● PROBLEM TO SOLVE:
Reproduce the listing below word for word, leaving out the pictures.

● RECORDS FOR THE EXERCISE:
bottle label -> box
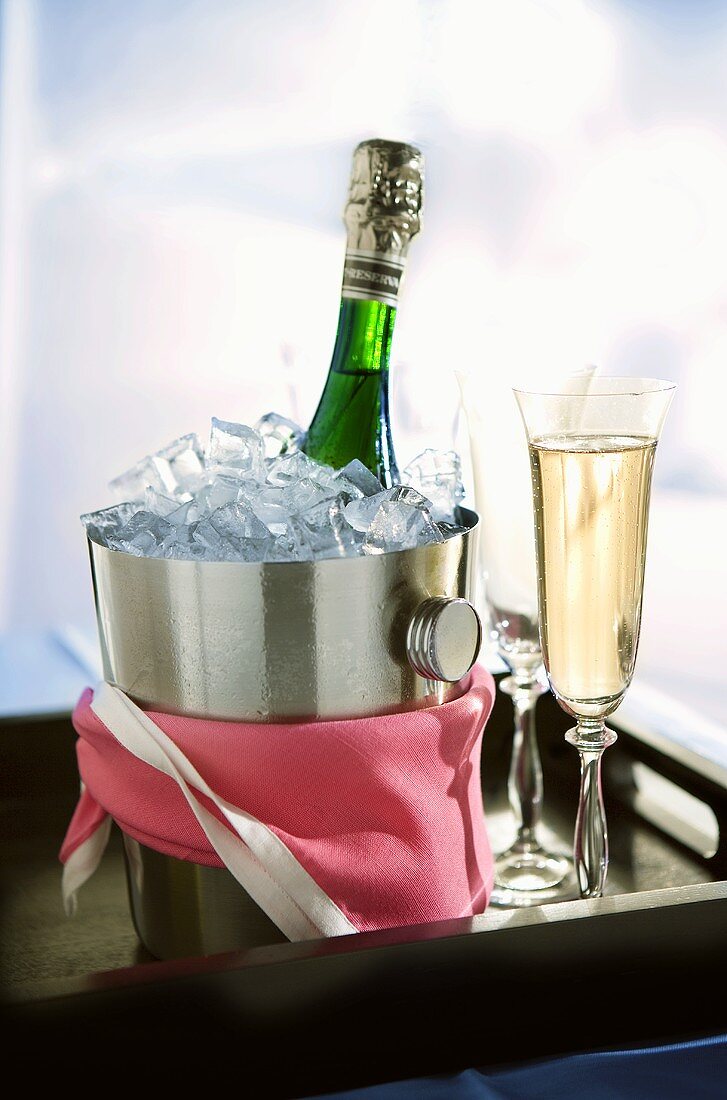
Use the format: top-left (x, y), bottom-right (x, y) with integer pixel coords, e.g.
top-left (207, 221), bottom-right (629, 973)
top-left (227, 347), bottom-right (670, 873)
top-left (341, 249), bottom-right (405, 307)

● EXERCISE RESULT:
bottle label -> box
Use the format: top-left (x, y), bottom-right (x, y) with integer pixel coords, e.g.
top-left (207, 221), bottom-right (629, 973)
top-left (227, 347), bottom-right (670, 873)
top-left (341, 249), bottom-right (405, 307)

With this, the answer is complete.